■ Instructions to follow ■
Look through the records below for the line with "Query: autumn tree" and the line with "Query: yellow foliage", then return those lines and all lines between, exactly.
Input START
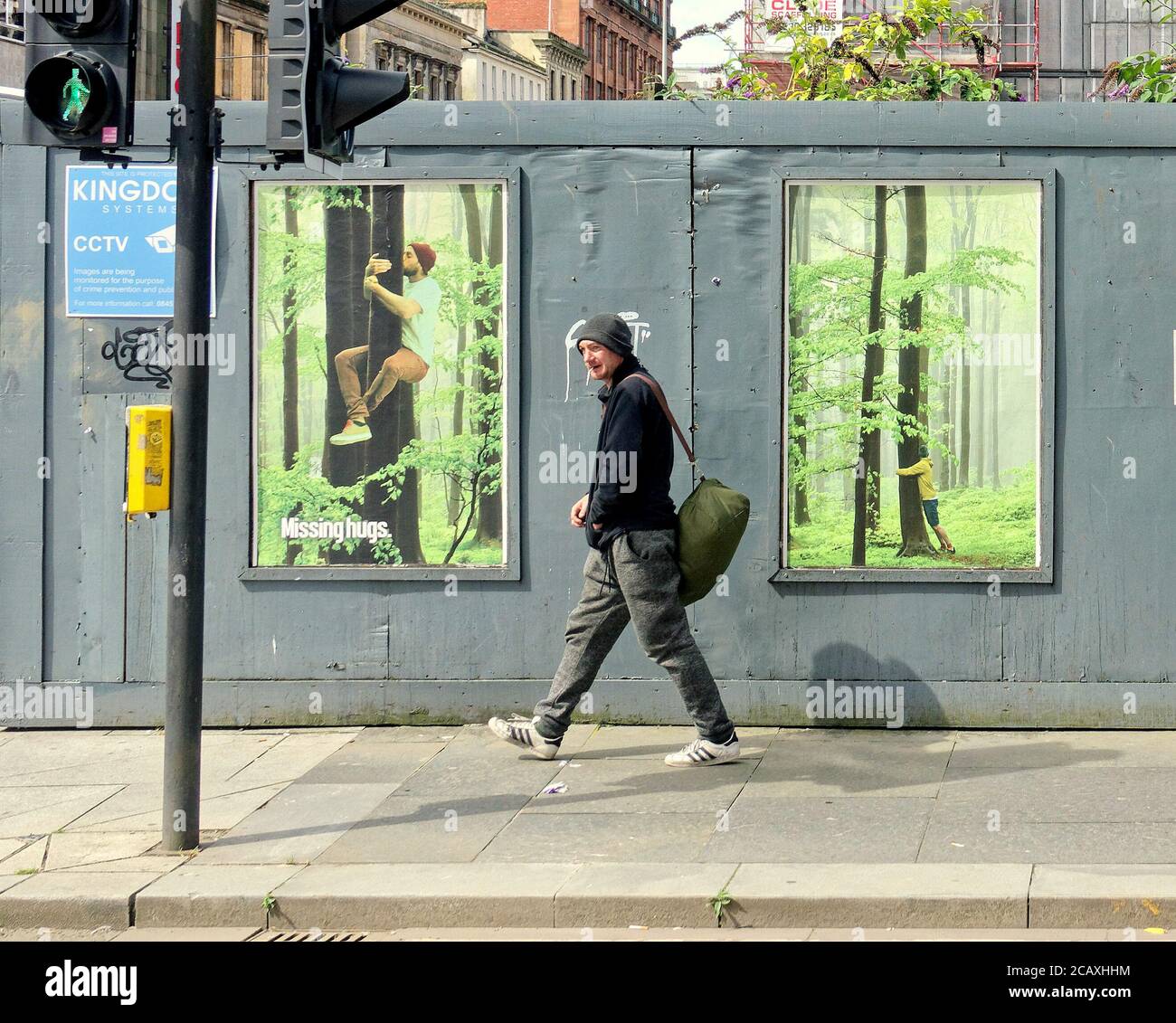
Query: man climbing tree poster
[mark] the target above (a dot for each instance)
(379, 342)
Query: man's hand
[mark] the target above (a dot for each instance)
(579, 510)
(376, 266)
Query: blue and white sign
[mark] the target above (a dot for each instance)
(120, 242)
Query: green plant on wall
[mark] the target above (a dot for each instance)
(871, 58)
(1144, 78)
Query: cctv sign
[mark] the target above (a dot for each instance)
(120, 242)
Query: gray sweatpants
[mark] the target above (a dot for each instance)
(646, 567)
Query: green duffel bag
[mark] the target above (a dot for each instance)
(710, 522)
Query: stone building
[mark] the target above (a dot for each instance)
(492, 69)
(621, 39)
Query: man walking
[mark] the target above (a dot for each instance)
(418, 308)
(631, 569)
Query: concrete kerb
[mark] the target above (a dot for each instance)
(1112, 895)
(603, 895)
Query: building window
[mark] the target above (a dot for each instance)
(223, 74)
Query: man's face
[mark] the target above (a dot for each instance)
(599, 361)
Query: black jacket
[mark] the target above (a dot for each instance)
(634, 459)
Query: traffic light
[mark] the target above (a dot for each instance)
(316, 98)
(81, 73)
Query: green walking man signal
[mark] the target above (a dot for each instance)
(75, 94)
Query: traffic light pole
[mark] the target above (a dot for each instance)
(193, 133)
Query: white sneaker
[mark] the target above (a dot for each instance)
(702, 753)
(520, 732)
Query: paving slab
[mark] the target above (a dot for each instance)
(533, 838)
(1012, 751)
(211, 896)
(1088, 792)
(478, 735)
(289, 759)
(880, 895)
(297, 826)
(406, 829)
(74, 849)
(186, 933)
(30, 857)
(389, 896)
(156, 862)
(979, 933)
(379, 760)
(653, 742)
(906, 764)
(588, 933)
(1124, 895)
(40, 810)
(117, 757)
(473, 771)
(635, 786)
(55, 933)
(73, 900)
(646, 894)
(849, 829)
(140, 808)
(422, 733)
(964, 838)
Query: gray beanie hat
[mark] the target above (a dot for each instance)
(607, 329)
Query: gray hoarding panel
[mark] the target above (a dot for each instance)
(614, 236)
(604, 201)
(24, 245)
(501, 128)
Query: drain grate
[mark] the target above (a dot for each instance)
(310, 936)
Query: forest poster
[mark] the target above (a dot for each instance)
(379, 376)
(914, 375)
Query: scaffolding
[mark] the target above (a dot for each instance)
(1015, 48)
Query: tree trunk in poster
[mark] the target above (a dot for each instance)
(489, 507)
(289, 357)
(866, 489)
(340, 465)
(800, 254)
(392, 422)
(910, 316)
(474, 246)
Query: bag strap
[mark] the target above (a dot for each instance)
(661, 400)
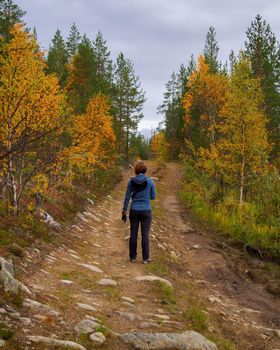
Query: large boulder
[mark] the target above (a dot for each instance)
(188, 340)
(7, 276)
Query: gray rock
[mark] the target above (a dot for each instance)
(129, 316)
(91, 268)
(150, 278)
(98, 337)
(7, 276)
(188, 340)
(56, 342)
(86, 326)
(148, 325)
(25, 321)
(49, 220)
(33, 304)
(130, 300)
(107, 282)
(67, 282)
(86, 307)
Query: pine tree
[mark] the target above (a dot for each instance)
(243, 146)
(73, 41)
(103, 68)
(57, 58)
(232, 61)
(10, 14)
(128, 102)
(263, 51)
(80, 79)
(211, 50)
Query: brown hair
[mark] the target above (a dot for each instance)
(140, 167)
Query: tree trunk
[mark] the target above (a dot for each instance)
(242, 175)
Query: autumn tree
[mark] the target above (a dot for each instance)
(102, 66)
(57, 58)
(203, 101)
(159, 147)
(263, 51)
(172, 107)
(93, 138)
(10, 14)
(128, 100)
(242, 150)
(211, 50)
(32, 108)
(73, 41)
(79, 86)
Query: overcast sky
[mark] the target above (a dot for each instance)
(158, 35)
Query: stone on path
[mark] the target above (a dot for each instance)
(98, 337)
(86, 307)
(67, 282)
(148, 325)
(188, 340)
(150, 278)
(91, 268)
(7, 277)
(56, 342)
(37, 305)
(130, 300)
(129, 316)
(163, 317)
(86, 326)
(107, 282)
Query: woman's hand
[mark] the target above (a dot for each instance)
(124, 217)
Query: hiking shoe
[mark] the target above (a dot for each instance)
(147, 261)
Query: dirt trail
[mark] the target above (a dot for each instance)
(67, 279)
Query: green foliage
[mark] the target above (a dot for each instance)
(10, 14)
(244, 222)
(263, 51)
(139, 147)
(211, 50)
(128, 99)
(5, 333)
(198, 320)
(57, 58)
(166, 293)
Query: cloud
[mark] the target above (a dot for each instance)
(157, 35)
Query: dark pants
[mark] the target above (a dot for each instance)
(144, 217)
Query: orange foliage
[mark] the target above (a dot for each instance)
(93, 138)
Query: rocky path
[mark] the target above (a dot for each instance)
(85, 294)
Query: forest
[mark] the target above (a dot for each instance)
(222, 120)
(69, 118)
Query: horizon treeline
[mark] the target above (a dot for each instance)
(223, 120)
(66, 116)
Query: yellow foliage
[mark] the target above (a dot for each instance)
(160, 147)
(206, 93)
(93, 138)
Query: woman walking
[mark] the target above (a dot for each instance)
(141, 190)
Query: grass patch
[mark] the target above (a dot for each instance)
(222, 344)
(112, 293)
(158, 267)
(166, 293)
(80, 277)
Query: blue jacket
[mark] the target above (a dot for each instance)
(141, 190)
Input END
■ Exercise result ■
Query: autumn tree
[mark] the target above (a dot for each instance)
(102, 66)
(57, 58)
(203, 101)
(159, 147)
(263, 51)
(172, 107)
(93, 138)
(10, 14)
(128, 100)
(242, 150)
(211, 50)
(32, 108)
(73, 41)
(79, 86)
Query: overcast sky
[mark] the target above (a dot for each instance)
(158, 35)
Query: stone on path
[mark] the target above (a dot for each instance)
(98, 337)
(86, 307)
(67, 282)
(148, 325)
(188, 340)
(150, 278)
(91, 268)
(7, 277)
(56, 342)
(37, 305)
(130, 300)
(129, 316)
(163, 317)
(86, 326)
(107, 282)
Query: woman's hand
[mark] the target above (a dot for each instance)
(124, 217)
Query: hiking shoe
[mark] the target above (a dot for each instance)
(147, 261)
Query: dirt trail
[mark] the target above (a dot for each instance)
(67, 279)
Query: green foliage
[mark] the target above (a dot for each instance)
(10, 14)
(244, 222)
(263, 51)
(139, 147)
(211, 50)
(128, 99)
(5, 333)
(198, 320)
(57, 58)
(166, 293)
Query: cloud
[mark] the target above (a dot for each instance)
(157, 35)
Query: dark pants
[mark] the target above (a dot for each instance)
(144, 217)
Query: orange foliage
[mark] the target above (a dot for each instance)
(93, 138)
Query: rocky path
[mark] the target above (a dot for each instance)
(85, 294)
Query: forest
[mark] the target above (a dot for each instance)
(222, 120)
(69, 118)
Query: horizon treeline
[mark] the target above (a dot for each instance)
(223, 120)
(66, 116)
Query: yellow foliage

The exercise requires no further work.